Data excerpts
────────────────

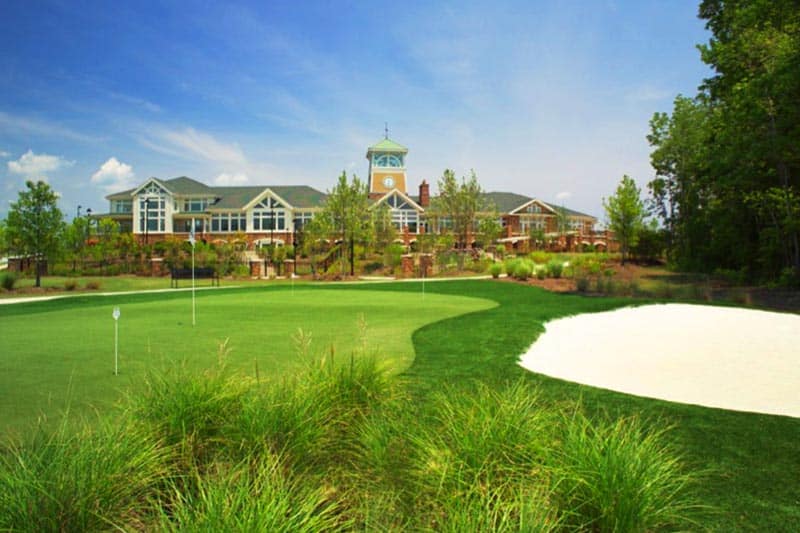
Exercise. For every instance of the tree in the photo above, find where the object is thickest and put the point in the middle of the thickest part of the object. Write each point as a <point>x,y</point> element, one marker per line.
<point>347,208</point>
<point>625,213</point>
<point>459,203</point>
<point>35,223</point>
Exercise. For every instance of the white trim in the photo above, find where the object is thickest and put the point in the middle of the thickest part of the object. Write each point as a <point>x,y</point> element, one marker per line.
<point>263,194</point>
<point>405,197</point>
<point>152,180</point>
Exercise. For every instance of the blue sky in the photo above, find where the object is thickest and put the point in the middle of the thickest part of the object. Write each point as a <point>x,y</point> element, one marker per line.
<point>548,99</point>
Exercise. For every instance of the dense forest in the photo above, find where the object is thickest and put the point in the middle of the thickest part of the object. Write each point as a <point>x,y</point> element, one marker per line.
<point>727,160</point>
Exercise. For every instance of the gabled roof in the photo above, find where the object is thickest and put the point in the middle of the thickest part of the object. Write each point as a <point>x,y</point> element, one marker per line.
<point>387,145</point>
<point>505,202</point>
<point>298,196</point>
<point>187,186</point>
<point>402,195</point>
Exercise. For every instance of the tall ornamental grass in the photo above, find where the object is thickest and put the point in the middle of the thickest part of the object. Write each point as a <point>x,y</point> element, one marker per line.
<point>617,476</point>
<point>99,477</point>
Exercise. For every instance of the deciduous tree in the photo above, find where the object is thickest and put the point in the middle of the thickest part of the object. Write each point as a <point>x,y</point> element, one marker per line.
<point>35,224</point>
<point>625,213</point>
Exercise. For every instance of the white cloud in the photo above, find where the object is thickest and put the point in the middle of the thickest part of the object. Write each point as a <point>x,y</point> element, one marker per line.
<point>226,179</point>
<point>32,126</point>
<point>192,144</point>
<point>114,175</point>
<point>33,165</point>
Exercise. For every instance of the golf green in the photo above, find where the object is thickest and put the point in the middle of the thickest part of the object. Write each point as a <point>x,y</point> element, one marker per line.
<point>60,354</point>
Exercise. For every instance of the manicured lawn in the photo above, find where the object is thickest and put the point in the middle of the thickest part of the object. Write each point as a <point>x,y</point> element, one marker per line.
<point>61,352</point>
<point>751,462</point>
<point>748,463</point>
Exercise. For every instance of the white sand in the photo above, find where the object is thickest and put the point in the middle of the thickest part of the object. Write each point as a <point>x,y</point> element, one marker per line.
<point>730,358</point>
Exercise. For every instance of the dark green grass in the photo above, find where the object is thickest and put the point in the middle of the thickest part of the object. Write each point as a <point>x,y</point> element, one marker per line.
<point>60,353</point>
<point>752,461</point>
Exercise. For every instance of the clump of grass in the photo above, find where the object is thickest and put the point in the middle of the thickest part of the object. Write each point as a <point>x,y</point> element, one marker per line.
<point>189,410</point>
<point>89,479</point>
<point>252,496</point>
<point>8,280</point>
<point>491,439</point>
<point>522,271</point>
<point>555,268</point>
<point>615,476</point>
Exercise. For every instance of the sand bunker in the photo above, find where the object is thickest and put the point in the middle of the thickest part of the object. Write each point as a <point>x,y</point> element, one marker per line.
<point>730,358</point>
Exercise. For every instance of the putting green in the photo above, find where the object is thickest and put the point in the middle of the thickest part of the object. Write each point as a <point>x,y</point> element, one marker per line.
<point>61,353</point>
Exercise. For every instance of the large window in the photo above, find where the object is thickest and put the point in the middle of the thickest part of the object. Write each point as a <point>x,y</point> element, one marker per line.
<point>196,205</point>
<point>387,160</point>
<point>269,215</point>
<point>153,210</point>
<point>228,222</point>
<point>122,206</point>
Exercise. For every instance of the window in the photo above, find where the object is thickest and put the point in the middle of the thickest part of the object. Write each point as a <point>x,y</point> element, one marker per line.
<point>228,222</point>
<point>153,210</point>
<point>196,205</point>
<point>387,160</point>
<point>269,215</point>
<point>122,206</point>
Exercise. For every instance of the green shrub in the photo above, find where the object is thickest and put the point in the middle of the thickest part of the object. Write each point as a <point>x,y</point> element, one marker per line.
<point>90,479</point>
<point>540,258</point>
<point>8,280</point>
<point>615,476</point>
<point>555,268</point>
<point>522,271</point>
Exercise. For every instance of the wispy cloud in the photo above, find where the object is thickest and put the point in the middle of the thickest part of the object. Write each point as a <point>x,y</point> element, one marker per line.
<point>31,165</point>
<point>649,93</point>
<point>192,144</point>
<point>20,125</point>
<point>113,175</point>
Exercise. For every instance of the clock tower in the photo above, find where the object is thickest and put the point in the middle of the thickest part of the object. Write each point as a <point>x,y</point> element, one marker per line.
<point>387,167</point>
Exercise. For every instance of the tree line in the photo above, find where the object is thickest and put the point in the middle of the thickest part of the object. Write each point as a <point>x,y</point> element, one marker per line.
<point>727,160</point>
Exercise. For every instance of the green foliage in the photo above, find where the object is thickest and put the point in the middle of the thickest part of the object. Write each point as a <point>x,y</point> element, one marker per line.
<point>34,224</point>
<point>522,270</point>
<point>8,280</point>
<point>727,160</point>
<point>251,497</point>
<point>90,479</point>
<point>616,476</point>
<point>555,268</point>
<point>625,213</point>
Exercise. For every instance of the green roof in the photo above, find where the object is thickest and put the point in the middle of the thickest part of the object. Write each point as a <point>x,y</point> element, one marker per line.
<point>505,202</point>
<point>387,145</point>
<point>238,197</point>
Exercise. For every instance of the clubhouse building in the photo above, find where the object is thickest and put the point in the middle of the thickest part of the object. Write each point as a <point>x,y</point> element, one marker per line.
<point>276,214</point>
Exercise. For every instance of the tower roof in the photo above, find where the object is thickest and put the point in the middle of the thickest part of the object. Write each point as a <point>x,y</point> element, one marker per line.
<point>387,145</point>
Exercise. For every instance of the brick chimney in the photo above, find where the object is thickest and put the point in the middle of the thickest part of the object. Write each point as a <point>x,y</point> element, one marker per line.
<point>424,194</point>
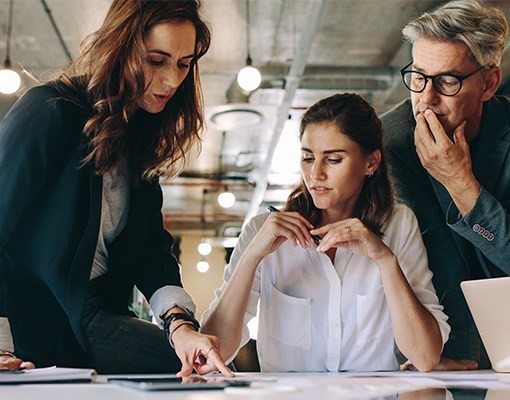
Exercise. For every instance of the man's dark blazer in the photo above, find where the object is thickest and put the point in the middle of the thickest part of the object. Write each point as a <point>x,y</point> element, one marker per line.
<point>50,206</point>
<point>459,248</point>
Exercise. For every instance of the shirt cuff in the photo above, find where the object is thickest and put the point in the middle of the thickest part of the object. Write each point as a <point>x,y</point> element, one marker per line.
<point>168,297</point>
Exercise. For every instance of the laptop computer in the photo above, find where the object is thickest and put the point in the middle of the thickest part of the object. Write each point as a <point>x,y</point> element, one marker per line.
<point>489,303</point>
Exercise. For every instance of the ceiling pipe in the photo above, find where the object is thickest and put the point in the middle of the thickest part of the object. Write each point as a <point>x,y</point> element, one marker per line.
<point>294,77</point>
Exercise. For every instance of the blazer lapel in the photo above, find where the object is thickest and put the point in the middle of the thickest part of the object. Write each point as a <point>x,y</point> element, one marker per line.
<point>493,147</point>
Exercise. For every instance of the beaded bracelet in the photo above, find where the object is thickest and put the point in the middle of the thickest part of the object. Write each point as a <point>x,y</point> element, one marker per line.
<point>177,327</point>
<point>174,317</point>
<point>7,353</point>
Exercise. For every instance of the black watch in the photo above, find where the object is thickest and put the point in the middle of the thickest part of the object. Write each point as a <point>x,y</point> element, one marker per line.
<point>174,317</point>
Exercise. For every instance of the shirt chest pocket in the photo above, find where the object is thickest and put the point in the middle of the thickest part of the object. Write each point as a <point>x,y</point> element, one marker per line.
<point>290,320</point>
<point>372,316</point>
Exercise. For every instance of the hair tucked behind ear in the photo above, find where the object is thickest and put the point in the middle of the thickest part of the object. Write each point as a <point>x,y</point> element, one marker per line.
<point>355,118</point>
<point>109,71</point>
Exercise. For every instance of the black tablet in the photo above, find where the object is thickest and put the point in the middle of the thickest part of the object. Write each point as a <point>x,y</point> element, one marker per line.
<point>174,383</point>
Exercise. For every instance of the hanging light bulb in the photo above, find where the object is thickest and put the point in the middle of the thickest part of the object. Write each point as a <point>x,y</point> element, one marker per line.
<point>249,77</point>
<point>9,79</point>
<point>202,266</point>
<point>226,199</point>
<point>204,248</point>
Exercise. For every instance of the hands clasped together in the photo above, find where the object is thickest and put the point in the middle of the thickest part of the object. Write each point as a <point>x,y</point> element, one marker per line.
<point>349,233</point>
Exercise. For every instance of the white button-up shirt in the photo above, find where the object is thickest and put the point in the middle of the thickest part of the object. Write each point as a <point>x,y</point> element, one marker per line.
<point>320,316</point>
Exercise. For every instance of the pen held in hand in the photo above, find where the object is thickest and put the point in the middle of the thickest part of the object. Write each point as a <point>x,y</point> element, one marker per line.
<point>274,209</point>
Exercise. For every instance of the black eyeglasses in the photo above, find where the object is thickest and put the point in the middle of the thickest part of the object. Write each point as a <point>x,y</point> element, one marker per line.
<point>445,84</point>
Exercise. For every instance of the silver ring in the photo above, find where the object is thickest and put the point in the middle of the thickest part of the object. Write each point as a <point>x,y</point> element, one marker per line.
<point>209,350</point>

────────────────

* [DESCRIPTION OF THE TASK] From the line containing "Exercise. For every instance of the black eyeglasses" through the last line of the records above, reproduce every line exactly.

* [TASK ANSWER]
Exercise. For every instance of the black eyeglasses in the photo above, find where the object is thickest and put the point in the middle of the thickest part of the object. Write each point as a <point>x,y</point> element, one marker per line.
<point>445,84</point>
Exercise. For every instance of the silver ring in the photo above, find where the object is thickest and put the point in the middle of the thickest part of the object. Write each point as a <point>x,y</point> element, one marker per line.
<point>209,350</point>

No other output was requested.